**** Selected extract
Anyway, all of the five items above are magical, but a lot of the magic comes from the specific models being used–-and, for many statisticians, the willingness to dive into the unknown by using an unconventional model at all–-not just from the simple formula.
To put it another way, the influence goes in both directions. On one hand, the logical power of Bayes' theorem facilitates its use as a practical statistical tool (i.e., much of what I do for a living). From the other direction, the success of Bayes in practice gives additional backing to the logical appeal of Bayesian decision analysis.
Daniel, thanks for your perspective; it gives me lots to ponder.
Cyan,
See, this kind of terminological disagreement illustrates why I think it's better to use the codelength idea :-)
Can normalized maximum likelihood be used to send data? If so, then it implies an implicit prior over data sets which is exactly 2^(-l(x)), where l(x) is the length of the code. Whether or not this means it is "equivalent" to Bayes would seem to depend on what the word "Bayesian" means to you; in my lexicon it means a philosophical commitment to the necessity of using prior distributions that are essentially arbitrary. Once you've accepted that priors are necessary, then the rules for updating them are mathematical theorems which are no longer disputable.
Note that the above argument "Can method X be used to send data? If so, then it implies an implicit prior over data sets..." works for a wide range of methods X (e.g. Support Vector machines, Belief nets) which various people have claimed are not explicitly Bayesian.
It also means they are ALL subject to the mighty No Free Lunch Theorem which says roughly that in general, data compression cannot be achieved. All modeling and statistical learning techniques should therefore be prefaced by disclaimers noting that "this method does not work in general, but if we make certain assumptions about the nature of the process generating the data..."
Andrew, thanks for starting this discussion, looking forward to future OB posts from you (don't tell Eliezer that you're into things like the Gibbs sampler and Metropolis algorithm, though).
********
--- What is asked ---
(a) From the forum thread on Bayesian statistics, pull out the passage from "Note that the" to "not explicitly Bayesian." word for word.
(b) Answer these questions using the forum thread on Bayesian statistics:
(i) Roughly, what does the No Free Lunch Theorem say?
(ii) Which two methods are named as ones that various people have claimed are not explicitly Bayesian?
(iii) If a method can be used to send data, what implicit prior over data sets does it imply?
(c) According to the forum thread on Bayesian statistics, why should all modeling and statistical learning techniques come with a disclaimer?
**** Data excerpts
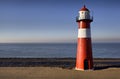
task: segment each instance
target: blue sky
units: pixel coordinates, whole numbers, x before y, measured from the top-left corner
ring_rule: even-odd
[[[77,42],[84,4],[94,17],[93,42],[120,42],[119,0],[0,0],[0,42]]]

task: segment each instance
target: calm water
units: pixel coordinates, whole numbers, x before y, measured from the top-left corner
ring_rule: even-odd
[[[0,58],[63,58],[76,56],[76,44],[0,44]],[[120,58],[120,43],[94,43],[94,58]]]

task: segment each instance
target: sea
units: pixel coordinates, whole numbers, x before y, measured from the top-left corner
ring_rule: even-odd
[[[0,43],[0,58],[75,58],[76,43]],[[93,58],[120,58],[120,43],[93,43]]]

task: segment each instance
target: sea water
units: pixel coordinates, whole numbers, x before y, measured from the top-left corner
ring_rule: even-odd
[[[0,43],[0,58],[75,58],[76,43]],[[120,58],[120,43],[93,43],[94,58]]]

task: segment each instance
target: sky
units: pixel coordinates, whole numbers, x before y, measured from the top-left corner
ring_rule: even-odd
[[[120,0],[0,0],[0,43],[77,42],[83,5],[94,17],[93,42],[120,42]]]

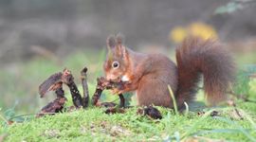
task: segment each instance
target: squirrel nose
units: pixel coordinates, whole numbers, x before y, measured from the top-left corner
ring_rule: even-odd
[[[107,76],[106,76],[106,80],[114,80],[114,76],[111,75],[111,74],[110,74],[110,75],[107,75]]]
[[[112,81],[119,81],[120,78],[111,74],[106,76],[106,80]]]

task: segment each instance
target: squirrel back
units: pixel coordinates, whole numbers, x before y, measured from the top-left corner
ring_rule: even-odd
[[[176,48],[178,70],[178,104],[193,99],[203,75],[204,91],[211,105],[226,99],[227,90],[234,80],[235,65],[229,51],[212,39],[186,39]]]
[[[201,74],[207,99],[215,105],[225,99],[226,91],[233,80],[233,60],[229,52],[213,40],[186,39],[176,48],[176,65],[164,55],[141,54],[127,48],[120,35],[110,36],[107,45],[106,79],[125,82],[114,89],[114,93],[136,91],[140,106],[154,104],[173,108],[170,85],[181,109],[185,101],[193,100]]]

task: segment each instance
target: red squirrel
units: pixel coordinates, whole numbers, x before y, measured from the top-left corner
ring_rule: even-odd
[[[176,48],[176,64],[162,54],[135,52],[123,44],[123,36],[109,36],[108,54],[103,65],[105,78],[124,82],[117,94],[136,91],[139,106],[174,108],[171,86],[177,107],[192,102],[203,75],[210,104],[225,100],[234,79],[234,62],[229,52],[216,40],[189,37]]]

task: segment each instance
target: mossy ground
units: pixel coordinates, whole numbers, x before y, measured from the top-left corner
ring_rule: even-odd
[[[198,115],[196,112],[174,115],[159,108],[161,120],[137,115],[137,108],[125,114],[106,115],[104,109],[88,108],[63,113],[23,123],[13,123],[0,129],[6,141],[163,141],[201,140],[255,141],[256,105],[238,104],[243,120],[232,108],[215,108],[219,116]]]
[[[97,54],[92,54],[97,55]],[[189,114],[175,115],[174,111],[158,108],[163,119],[153,120],[147,116],[137,115],[137,108],[126,110],[125,114],[106,115],[103,109],[89,107],[86,110],[78,110],[70,113],[58,114],[41,118],[30,117],[6,125],[4,119],[9,115],[5,111],[18,100],[15,111],[18,114],[37,113],[40,108],[52,100],[54,96],[47,95],[45,99],[40,99],[37,90],[38,85],[49,75],[61,71],[64,67],[70,69],[79,80],[79,72],[84,65],[89,68],[89,92],[95,90],[96,78],[102,75],[101,65],[104,52],[99,59],[89,57],[83,53],[76,53],[57,64],[46,59],[34,59],[27,63],[16,66],[18,71],[9,68],[0,71],[0,88],[3,99],[0,100],[0,141],[3,135],[5,141],[180,141],[200,139],[228,140],[228,141],[256,141],[256,104],[237,100],[236,104],[241,109],[243,120],[239,119],[233,108],[203,109],[191,111]],[[90,64],[90,65],[88,65]],[[247,88],[250,98],[255,100],[256,80],[251,80]],[[78,83],[79,84],[79,83]],[[242,88],[246,88],[243,87]],[[66,90],[67,88],[65,88]],[[79,89],[82,90],[81,85]],[[70,100],[70,95],[65,95]],[[111,101],[118,98],[108,95],[102,96],[102,100]],[[202,101],[202,98],[199,99]],[[67,105],[71,105],[71,101]],[[136,104],[135,101],[131,102]],[[192,106],[190,106],[192,110]],[[198,115],[197,112],[217,110],[219,116]],[[12,112],[13,113],[13,112]]]

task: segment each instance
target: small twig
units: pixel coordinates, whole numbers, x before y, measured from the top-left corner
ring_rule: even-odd
[[[84,67],[81,71],[81,80],[82,80],[82,86],[83,90],[83,98],[82,98],[82,107],[86,108],[89,103],[89,91],[88,91],[88,84],[87,84],[87,68]]]
[[[37,117],[45,115],[45,114],[48,113],[60,113],[63,112],[64,104],[65,102],[65,98],[57,98],[53,101],[49,102],[46,106],[45,106],[40,113],[36,115]]]
[[[228,103],[234,108],[235,114],[240,117],[241,120],[244,119],[240,112],[238,111],[236,104],[232,100],[229,100]]]
[[[119,95],[119,98],[120,98],[120,108],[124,108],[125,106],[125,99],[122,94]]]
[[[82,106],[82,99],[78,90],[78,87],[74,81],[74,77],[72,76],[71,71],[64,69],[62,80],[68,86],[72,96],[73,104],[76,106],[76,108],[80,108],[81,106]]]

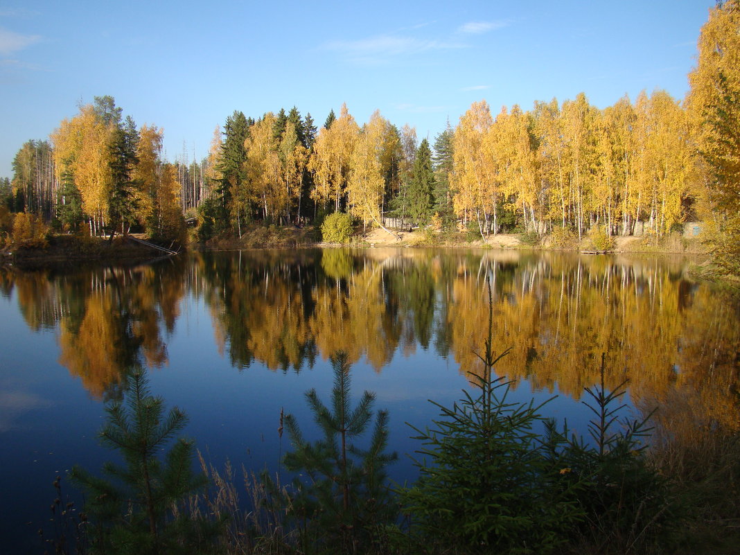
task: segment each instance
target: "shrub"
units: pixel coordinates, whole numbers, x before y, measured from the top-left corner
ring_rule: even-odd
[[[588,247],[596,251],[610,251],[614,249],[614,238],[608,235],[602,226],[594,226],[588,232]]]
[[[519,240],[522,245],[527,246],[536,246],[539,244],[539,235],[536,232],[526,232],[519,236]]]
[[[549,241],[551,249],[575,250],[578,248],[578,236],[572,229],[567,227],[559,226],[553,227],[550,232]]]
[[[321,237],[326,243],[349,243],[352,236],[352,217],[335,212],[329,214],[321,223]]]

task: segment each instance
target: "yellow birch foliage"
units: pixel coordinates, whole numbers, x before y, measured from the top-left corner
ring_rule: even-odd
[[[329,204],[333,199],[334,209],[340,209],[359,134],[360,127],[346,104],[342,104],[340,116],[332,127],[319,131],[308,163],[314,176],[311,198],[314,201]]]
[[[51,135],[57,178],[61,179],[65,169],[72,172],[83,210],[98,221],[104,221],[108,213],[111,175],[107,144],[112,132],[87,104],[71,120],[63,120]]]
[[[465,221],[475,218],[482,231],[497,193],[491,149],[484,146],[484,138],[492,124],[488,103],[485,100],[474,102],[460,117],[453,141],[453,206],[458,218]]]
[[[398,148],[397,134],[391,123],[376,110],[360,134],[347,181],[351,211],[366,223],[372,221],[382,225],[384,176]]]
********
--- Task-by-task outputs ---
(a)
Note that the above argument "Can method X be used to send data? If so, then it implies an implicit prior over data sets..." works for a wide range of methods X (e.g. Support Vector machines, Belief nets) which various people have claimed are not explicitly Bayesian.

(b)
(i) In general, data compression cannot be achieved.
(ii) Support Vector machines and Belief nets.
(iii) A prior that is exactly 2^(-l(x)), where l(x) is the length of the code.

(c) Any method that can be used to send data implies a prior over data sets, so all such methods fall under the No Free Lunch Theorem. That theorem roughly says data compression cannot be achieved in general. A method therefore does not work in general, only under certain assumptions about the process generating the data.